WORK REQUIRED
Across the following data, how many lines include the string "below"? Reply with the number and nothing more.

━━━━━━━━━━

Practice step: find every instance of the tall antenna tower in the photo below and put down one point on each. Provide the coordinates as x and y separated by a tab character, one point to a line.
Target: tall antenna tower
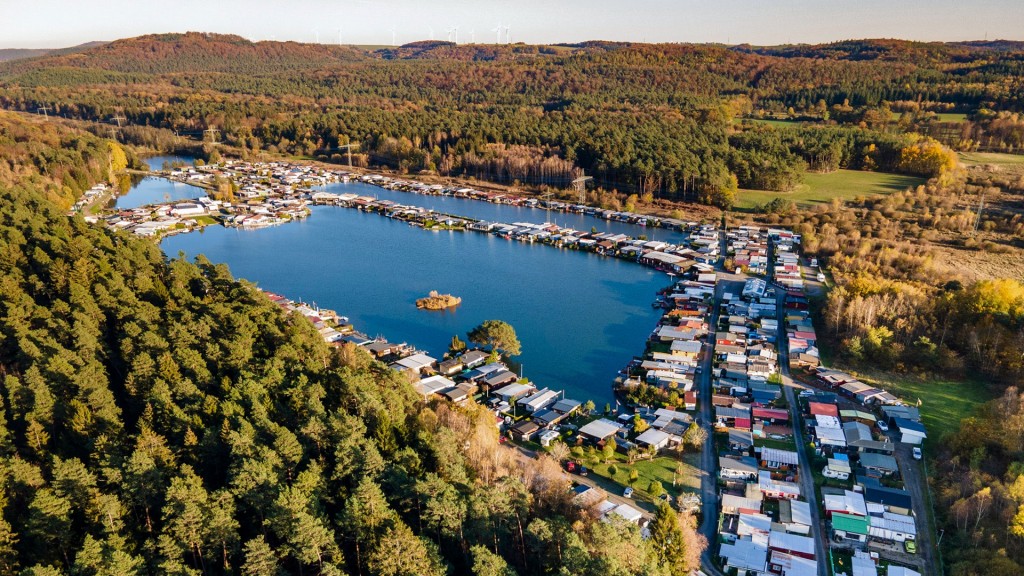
581	186
348	148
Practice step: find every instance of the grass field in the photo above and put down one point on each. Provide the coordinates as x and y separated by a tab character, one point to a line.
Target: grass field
995	158
943	403
660	468
818	189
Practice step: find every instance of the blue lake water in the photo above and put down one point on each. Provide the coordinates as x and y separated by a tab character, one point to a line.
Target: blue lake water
153	191
580	317
505	213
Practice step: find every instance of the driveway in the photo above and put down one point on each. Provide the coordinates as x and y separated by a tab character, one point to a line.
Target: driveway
806	476
915	482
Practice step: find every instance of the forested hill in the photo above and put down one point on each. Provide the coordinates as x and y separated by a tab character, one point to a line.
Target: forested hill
891	50
161	417
655	120
194	51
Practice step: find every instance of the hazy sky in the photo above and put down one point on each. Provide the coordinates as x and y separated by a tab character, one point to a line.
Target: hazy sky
37	24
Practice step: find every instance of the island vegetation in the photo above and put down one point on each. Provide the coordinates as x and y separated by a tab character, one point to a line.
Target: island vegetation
436	301
162	416
159	416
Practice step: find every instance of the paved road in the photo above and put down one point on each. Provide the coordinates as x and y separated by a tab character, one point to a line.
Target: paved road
709	460
806	477
915	483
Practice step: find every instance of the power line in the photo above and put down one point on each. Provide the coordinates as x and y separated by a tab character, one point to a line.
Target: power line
581	186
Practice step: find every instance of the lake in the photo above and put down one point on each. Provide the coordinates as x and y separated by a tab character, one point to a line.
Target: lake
580	317
154	191
504	212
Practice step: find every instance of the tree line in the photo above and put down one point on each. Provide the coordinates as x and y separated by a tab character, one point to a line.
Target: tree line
159	416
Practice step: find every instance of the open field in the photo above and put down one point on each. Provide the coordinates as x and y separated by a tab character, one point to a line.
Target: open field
943	403
994	158
818	189
979	264
660	468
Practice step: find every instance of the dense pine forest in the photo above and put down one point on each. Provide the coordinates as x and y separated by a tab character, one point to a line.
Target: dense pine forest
161	417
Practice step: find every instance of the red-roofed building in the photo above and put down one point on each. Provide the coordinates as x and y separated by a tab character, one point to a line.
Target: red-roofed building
690	400
770	414
820	409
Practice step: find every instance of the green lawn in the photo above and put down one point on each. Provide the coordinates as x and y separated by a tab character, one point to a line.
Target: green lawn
660	468
998	159
818	189
943	403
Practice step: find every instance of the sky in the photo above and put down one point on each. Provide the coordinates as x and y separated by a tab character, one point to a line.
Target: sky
50	24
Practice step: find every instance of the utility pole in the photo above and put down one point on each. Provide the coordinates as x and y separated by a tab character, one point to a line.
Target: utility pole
581	186
546	197
348	148
981	208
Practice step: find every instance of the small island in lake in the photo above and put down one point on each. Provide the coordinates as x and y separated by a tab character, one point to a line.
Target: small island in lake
438	301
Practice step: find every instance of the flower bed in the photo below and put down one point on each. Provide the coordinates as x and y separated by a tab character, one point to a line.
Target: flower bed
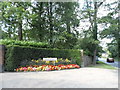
46	67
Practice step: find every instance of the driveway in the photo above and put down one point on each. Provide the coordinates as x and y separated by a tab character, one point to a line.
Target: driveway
115	64
74	78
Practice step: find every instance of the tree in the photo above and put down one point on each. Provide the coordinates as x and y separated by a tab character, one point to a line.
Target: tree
13	14
90	12
111	28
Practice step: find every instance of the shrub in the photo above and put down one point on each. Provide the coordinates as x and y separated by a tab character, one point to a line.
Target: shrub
24	43
15	55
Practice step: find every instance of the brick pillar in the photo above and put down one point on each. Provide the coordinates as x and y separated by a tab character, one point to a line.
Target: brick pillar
2	48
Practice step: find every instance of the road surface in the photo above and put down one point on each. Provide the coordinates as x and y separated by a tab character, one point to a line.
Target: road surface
115	64
74	78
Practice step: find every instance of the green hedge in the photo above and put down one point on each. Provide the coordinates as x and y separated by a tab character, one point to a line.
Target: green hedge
24	43
15	55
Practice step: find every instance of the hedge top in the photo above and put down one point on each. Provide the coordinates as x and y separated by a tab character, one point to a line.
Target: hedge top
24	43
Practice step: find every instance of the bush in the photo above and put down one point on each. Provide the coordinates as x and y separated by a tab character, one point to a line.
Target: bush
15	55
24	43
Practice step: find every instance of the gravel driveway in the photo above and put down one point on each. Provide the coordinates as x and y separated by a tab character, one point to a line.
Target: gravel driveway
74	78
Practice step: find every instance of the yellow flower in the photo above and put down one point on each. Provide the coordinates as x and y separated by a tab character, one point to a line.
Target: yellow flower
32	60
67	60
56	61
47	62
37	61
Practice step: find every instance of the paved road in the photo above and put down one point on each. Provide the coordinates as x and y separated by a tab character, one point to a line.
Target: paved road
115	64
75	78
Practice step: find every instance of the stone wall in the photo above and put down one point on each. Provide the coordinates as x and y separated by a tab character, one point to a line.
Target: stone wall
1	58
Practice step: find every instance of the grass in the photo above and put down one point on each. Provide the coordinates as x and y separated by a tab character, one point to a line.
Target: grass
102	65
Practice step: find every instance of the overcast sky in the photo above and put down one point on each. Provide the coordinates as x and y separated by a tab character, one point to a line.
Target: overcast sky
101	12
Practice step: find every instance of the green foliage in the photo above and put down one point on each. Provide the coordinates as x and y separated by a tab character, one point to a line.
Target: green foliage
24	43
88	45
15	55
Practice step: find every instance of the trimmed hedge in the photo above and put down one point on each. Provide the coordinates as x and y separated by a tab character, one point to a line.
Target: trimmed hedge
24	43
15	55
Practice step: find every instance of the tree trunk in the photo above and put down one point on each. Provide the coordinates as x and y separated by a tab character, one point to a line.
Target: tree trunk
50	22
20	36
95	31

━━━━━━━━━━

COMPLETED TASK
2